#### YOUR OBJECTIVE
Starting at the line that contains "What part of this image shows the stone" and ending at the line that contains "top-left (304, 289), bottom-right (350, 308)", list those lines of the records below as a numbered list with any blank lines left out.

======== MATERIAL SHOWN

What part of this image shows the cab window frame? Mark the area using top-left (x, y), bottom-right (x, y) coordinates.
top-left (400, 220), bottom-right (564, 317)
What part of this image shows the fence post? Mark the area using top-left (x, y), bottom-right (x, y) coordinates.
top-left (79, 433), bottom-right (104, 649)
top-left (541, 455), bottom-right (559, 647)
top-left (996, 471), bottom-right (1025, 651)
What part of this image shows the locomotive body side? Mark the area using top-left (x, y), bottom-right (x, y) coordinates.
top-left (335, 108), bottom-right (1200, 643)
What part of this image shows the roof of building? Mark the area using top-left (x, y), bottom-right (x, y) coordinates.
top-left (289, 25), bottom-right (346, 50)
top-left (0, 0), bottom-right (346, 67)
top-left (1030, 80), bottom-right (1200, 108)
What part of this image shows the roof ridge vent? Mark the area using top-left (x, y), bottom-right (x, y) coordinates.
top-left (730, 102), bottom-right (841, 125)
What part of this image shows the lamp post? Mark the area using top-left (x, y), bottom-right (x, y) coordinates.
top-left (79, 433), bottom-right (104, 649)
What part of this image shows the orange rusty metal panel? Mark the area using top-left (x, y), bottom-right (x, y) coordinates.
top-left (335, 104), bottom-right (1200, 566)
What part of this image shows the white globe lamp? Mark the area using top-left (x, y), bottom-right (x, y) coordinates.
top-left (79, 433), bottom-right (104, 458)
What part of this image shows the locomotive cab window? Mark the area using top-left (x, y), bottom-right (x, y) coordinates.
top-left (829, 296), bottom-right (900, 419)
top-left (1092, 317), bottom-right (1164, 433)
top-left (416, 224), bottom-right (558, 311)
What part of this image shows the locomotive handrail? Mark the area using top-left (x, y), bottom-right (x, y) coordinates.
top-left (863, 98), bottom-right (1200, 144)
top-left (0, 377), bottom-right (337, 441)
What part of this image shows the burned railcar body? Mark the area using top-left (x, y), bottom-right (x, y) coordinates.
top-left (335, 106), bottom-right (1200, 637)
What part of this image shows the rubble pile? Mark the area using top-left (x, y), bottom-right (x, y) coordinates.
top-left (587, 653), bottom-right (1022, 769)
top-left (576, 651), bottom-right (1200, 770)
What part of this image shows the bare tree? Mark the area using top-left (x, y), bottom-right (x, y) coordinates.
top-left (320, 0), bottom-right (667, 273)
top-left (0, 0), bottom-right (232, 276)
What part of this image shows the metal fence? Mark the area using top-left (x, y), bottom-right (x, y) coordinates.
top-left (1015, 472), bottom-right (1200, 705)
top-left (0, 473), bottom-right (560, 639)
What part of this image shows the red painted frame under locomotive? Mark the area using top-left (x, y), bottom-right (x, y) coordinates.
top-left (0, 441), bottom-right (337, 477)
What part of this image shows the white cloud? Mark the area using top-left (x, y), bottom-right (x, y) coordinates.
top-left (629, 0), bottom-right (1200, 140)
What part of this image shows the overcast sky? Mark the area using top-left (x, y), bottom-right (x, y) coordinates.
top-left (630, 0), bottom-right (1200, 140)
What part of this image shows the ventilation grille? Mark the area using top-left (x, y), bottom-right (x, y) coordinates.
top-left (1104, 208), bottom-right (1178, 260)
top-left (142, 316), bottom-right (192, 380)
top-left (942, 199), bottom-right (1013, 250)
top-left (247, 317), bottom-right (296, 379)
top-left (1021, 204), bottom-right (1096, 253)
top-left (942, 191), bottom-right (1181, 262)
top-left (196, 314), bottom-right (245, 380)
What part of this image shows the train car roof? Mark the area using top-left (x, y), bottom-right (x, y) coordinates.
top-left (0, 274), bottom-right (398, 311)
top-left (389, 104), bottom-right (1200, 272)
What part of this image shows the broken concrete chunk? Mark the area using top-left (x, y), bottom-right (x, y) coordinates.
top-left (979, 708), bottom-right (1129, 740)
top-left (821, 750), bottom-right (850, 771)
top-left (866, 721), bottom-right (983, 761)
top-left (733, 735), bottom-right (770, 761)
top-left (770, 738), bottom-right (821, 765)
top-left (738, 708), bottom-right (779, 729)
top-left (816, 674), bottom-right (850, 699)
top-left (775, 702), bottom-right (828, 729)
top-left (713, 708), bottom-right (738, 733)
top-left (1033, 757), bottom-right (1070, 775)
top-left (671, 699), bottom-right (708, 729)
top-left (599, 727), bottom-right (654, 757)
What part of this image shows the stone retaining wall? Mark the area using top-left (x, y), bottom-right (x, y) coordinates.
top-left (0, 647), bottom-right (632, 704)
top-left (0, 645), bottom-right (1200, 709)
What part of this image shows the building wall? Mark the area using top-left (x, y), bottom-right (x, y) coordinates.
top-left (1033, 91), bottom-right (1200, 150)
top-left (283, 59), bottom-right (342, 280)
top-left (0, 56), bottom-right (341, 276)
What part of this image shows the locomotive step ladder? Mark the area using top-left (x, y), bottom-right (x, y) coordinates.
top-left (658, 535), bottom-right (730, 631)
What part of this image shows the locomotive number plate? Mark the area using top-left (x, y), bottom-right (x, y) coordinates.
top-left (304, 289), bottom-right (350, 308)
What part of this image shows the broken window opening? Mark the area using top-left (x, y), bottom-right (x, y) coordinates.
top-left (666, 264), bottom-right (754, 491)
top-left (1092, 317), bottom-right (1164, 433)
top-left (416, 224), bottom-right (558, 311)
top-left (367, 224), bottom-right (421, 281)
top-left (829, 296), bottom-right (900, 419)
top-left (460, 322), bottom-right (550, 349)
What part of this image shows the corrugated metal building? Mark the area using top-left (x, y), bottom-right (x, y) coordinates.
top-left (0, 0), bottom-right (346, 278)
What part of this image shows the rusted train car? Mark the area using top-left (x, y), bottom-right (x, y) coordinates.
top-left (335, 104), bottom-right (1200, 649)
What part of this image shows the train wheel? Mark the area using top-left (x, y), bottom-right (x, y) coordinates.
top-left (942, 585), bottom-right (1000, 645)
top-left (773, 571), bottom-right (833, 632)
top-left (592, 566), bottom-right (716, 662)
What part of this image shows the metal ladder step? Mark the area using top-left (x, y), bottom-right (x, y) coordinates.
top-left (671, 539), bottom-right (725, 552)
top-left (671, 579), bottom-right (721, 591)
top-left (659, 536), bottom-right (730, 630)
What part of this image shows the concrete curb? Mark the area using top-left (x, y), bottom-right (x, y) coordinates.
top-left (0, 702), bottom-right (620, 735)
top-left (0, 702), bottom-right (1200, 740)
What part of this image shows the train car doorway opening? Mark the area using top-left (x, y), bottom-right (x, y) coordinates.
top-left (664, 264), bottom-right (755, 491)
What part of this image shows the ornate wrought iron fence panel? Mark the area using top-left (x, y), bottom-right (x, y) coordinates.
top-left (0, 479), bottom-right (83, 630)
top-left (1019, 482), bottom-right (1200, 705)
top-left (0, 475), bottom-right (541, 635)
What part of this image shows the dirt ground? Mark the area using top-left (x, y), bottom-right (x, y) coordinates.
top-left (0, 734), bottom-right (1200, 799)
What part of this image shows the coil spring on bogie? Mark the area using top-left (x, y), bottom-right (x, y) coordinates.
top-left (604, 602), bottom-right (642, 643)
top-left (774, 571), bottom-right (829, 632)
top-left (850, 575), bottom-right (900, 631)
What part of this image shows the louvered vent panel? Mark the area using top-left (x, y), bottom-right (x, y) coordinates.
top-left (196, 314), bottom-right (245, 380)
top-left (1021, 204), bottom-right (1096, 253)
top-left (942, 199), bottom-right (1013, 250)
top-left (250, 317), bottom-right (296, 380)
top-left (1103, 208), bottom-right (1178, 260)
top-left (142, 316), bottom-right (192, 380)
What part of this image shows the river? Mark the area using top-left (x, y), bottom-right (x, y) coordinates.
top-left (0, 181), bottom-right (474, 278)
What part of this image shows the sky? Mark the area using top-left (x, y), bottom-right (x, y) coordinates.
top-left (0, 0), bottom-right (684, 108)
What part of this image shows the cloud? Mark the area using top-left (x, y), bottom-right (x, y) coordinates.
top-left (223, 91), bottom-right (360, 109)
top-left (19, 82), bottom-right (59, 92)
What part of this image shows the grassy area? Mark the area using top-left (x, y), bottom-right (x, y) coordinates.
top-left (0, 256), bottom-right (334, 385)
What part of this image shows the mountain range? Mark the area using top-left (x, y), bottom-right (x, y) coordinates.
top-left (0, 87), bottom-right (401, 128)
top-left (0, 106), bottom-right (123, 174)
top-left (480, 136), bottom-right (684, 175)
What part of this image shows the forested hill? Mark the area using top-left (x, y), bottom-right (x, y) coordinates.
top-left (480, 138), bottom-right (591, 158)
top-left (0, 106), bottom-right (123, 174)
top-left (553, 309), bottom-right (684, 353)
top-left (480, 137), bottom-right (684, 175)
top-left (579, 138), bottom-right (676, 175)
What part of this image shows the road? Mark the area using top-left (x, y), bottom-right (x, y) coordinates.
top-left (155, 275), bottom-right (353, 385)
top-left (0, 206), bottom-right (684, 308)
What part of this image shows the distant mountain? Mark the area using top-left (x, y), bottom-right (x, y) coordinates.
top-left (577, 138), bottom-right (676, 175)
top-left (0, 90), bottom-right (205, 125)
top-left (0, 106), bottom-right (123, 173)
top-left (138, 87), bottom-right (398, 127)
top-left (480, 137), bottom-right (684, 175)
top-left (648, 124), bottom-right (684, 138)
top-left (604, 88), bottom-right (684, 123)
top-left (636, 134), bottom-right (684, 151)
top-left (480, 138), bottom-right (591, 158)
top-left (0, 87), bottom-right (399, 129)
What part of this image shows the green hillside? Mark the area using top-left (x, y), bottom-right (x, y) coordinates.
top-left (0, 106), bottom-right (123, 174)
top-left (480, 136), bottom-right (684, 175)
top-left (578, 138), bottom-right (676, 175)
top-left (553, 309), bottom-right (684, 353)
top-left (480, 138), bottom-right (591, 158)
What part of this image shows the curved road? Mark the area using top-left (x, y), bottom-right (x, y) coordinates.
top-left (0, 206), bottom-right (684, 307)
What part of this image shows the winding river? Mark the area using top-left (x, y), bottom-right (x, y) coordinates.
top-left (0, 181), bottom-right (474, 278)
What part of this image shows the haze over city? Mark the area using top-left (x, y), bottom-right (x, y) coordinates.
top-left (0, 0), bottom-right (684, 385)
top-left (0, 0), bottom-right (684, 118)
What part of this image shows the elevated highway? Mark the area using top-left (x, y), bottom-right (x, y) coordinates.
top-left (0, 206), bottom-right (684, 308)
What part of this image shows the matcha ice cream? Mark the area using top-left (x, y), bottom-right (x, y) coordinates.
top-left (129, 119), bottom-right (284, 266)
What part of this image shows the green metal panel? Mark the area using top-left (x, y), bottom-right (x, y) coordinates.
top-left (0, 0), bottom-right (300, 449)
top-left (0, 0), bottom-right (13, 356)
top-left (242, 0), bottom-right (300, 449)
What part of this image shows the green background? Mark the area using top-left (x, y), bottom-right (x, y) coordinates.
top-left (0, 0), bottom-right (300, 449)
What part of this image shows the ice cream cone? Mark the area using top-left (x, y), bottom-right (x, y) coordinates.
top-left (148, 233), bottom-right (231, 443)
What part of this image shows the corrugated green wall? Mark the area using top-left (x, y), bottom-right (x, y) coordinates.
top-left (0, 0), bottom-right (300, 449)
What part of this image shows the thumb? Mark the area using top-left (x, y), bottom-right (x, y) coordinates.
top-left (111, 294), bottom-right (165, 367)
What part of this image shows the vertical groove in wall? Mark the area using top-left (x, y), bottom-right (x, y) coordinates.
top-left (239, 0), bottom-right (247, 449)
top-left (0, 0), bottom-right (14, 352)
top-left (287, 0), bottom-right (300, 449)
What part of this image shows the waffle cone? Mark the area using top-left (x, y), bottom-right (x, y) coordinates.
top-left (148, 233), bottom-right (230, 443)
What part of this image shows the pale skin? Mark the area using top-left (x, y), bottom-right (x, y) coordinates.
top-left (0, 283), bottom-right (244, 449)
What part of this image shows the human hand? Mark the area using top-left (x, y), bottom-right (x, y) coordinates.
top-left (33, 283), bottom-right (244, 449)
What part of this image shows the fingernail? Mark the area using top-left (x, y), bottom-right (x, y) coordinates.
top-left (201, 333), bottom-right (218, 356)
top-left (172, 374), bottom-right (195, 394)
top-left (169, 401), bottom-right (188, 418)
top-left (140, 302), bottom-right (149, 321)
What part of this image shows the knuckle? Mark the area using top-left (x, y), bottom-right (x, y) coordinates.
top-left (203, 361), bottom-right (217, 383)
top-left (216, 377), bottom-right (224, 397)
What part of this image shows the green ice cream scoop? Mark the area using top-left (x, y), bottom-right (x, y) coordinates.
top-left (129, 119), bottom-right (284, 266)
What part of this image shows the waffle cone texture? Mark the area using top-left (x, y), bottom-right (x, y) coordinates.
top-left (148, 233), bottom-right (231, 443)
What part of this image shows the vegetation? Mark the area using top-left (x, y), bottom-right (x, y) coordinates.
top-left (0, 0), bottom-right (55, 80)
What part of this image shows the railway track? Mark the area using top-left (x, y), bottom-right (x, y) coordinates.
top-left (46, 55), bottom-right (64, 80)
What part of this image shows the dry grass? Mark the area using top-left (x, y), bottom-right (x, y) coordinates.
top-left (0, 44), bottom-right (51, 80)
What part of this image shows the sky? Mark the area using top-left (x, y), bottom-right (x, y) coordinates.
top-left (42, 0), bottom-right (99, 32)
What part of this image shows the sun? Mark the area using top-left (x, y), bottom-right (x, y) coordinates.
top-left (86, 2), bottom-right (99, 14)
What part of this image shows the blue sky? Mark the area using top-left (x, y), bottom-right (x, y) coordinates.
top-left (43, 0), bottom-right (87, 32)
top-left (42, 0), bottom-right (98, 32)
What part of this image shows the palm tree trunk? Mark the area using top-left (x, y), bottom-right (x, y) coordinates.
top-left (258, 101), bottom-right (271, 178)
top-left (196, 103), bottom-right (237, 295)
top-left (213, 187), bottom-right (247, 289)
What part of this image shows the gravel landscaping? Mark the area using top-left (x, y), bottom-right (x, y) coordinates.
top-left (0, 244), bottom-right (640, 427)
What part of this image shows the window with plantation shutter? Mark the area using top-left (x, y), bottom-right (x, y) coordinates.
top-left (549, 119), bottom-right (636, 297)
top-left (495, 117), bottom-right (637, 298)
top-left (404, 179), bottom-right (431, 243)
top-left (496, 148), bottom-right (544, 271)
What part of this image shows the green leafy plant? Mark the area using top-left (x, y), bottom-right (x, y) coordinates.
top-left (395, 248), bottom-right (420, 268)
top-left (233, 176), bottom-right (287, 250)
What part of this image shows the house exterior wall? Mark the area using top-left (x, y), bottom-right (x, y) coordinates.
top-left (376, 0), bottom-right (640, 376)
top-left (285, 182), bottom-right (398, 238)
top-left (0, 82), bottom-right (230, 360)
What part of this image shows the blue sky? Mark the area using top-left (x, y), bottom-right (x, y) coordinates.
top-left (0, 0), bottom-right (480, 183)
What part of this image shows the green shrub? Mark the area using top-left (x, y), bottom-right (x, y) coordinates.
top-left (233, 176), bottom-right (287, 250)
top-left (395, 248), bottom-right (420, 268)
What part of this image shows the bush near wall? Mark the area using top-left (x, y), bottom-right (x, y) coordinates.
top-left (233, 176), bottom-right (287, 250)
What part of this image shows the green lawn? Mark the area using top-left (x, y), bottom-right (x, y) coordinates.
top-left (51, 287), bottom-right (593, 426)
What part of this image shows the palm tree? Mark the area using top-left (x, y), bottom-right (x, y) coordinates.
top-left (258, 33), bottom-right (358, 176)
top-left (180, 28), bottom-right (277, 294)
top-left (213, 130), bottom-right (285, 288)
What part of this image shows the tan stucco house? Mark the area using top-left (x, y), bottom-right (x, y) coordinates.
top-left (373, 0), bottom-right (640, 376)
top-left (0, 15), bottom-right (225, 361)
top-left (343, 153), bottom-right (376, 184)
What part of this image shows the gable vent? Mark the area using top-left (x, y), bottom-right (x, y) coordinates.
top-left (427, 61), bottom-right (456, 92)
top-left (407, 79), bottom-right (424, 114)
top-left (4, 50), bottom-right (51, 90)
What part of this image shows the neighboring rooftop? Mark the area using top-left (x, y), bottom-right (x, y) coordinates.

================

#### EXERCISE SOLUTION
1. What part of this image shows the stone retaining wall? Mark the area using top-left (x, y), bottom-right (x, y) coordinates.
2. top-left (0, 647), bottom-right (632, 704)
3. top-left (0, 645), bottom-right (1200, 709)
4. What part of this image shows the building wall? Mark the area using top-left (x, y), bottom-right (x, y) coordinates.
5. top-left (1033, 91), bottom-right (1200, 150)
6. top-left (283, 59), bottom-right (342, 280)
7. top-left (0, 56), bottom-right (341, 276)
8. What part of this image shows the locomotive step ladder? Mark the area using top-left (x, y), bottom-right (x, y) coordinates.
9. top-left (658, 535), bottom-right (730, 631)
10. What part of this image shows the locomotive number plate? Mark the area using top-left (x, y), bottom-right (x, y) coordinates.
11. top-left (304, 289), bottom-right (350, 308)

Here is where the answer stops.